## [Passage to read]
* BEGIN *
The crisp local banknotes look like politically correct Monopoly money, with portraits of social activists and local figures such as Herman Melville, the novelist, and Norman Rockwell, the painter, on one side and pictures by living local artists on the other.
But Matt Rubiner, the cafe owner, will happily accept them. “The percentage of our customers who use them is somewhere above or below 20 per cent,” he says.
Great Barrington, in the Berkshire hills, a favourite summer getaway for New Yorkers, has started a monetary experiment by launching its own hyper-local currency, called Berkshares. It intends to cultivate the local economy by encouraging people to use a currency that can only be spent in the immediate area, so that the benefit goes to local workers and suppliers. You can get your car repaired, your bicycle fixed, your eyes checked and your cavities filled using Berkshares.
Already, the Devon town of Totnes has taken the similar step of issuing the Totnes Pound.
* END *
## [Prompt A]
In the records, take the part that opens with the line containing "Can you see the black sleeveless" and runs to the end of the records, and write it out again with "instance" swapped for "occurrence" everywhere, leaving everything else as it is.
The text and the records have nothing to do with each other.

## [Data]
* BEGIN *
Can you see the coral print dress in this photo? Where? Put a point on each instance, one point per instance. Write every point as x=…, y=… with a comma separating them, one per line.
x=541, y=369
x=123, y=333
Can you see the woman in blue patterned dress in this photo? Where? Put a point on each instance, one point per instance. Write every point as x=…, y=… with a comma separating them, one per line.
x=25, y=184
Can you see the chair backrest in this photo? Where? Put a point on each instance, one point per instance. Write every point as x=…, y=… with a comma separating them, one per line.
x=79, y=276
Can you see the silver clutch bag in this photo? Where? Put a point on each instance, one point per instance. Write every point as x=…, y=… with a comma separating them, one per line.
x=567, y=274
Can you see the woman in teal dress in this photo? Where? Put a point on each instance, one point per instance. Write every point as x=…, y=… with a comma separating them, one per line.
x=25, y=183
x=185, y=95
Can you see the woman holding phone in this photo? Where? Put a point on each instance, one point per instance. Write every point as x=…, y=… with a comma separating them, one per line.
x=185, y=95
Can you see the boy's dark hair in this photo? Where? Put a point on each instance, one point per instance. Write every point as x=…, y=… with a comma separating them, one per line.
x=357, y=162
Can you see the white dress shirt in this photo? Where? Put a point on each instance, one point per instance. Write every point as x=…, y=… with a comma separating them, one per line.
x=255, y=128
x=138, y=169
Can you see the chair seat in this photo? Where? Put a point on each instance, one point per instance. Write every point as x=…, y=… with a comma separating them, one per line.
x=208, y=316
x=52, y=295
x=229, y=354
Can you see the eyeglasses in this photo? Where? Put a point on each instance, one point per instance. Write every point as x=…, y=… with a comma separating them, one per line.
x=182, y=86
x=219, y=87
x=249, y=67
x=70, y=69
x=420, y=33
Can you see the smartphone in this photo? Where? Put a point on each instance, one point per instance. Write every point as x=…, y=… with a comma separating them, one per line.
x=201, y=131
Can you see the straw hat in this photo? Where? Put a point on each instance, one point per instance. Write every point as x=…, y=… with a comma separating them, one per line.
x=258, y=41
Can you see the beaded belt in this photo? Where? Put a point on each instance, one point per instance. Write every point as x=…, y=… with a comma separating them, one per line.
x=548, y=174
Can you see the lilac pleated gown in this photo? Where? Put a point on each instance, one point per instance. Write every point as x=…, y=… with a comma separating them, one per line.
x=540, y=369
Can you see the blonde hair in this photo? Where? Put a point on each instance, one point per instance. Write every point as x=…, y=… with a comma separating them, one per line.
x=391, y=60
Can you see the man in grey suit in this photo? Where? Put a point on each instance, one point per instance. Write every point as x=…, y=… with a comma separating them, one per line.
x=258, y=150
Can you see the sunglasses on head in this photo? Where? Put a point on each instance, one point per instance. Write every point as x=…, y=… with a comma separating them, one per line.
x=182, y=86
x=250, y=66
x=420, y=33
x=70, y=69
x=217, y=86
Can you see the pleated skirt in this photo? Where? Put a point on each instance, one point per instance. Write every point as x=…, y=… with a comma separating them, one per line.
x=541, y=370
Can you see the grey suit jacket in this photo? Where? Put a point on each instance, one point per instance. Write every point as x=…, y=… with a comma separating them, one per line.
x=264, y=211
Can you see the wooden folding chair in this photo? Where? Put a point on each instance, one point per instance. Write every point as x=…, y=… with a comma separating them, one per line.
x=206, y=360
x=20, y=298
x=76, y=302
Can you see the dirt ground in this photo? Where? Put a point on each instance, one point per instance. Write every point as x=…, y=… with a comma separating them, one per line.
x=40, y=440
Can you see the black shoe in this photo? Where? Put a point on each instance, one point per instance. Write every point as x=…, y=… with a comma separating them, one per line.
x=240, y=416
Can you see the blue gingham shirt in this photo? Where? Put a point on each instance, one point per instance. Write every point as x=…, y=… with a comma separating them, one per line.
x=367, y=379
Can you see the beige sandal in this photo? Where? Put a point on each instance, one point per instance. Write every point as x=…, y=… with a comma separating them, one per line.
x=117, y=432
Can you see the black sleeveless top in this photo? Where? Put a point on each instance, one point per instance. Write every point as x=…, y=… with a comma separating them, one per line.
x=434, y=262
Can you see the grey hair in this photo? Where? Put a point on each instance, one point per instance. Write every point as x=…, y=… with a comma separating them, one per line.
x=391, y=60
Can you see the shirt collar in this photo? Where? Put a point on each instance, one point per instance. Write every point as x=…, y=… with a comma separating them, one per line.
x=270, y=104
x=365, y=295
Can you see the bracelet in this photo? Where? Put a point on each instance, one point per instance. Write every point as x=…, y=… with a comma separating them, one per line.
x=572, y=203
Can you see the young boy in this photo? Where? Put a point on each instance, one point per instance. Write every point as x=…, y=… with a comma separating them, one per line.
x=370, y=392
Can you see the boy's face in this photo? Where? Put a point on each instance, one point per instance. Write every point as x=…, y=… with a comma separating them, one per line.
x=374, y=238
* END *
## [Prompt B]
Sum up the passage on Berkshares in two sentences.

## [Problem solution A]
Can you see the black sleeveless top in this photo? Where? Put a point on each occurrence, one point per occurrence. Write every point as x=…, y=… with a comma separating them, one per line.
x=434, y=262
Can you see the grey hair in this photo? Where? Put a point on each occurrence, one point per occurrence. Write every point as x=…, y=… with a comma separating them, one per line.
x=391, y=60
Can you see the shirt collar in this photo? Where? Put a point on each occurrence, one point per occurrence. Write every point as x=…, y=… with a comma separating them, one per line.
x=270, y=104
x=365, y=295
Can you see the bracelet in this photo? Where? Put a point on each occurrence, one point per occurrence. Write every point as x=…, y=… with a comma separating them, one per line.
x=572, y=203
Can you see the young boy in this photo? Where? Put a point on each occurrence, one point per occurrence. Write every point as x=…, y=… with a comma separating them, one per line.
x=370, y=392
Can you see the boy's face in this photo? Where? Put a point on each occurrence, one point per occurrence. Write every point as x=…, y=… with a comma separating them, one per line.
x=374, y=238

## [Problem solution B]
Great Barrington, a Berkshire hills town popular with New Yorkers in summer, has launched its own local currency, Berkshares, which can only be spent nearby so that local workers and suppliers benefit. The notes carry portraits of local figures such as Herman Melville and Norman Rockwell, a cafe owner gladly accepts them, and the Devon town of Totnes has already issued a similar Totnes Pound.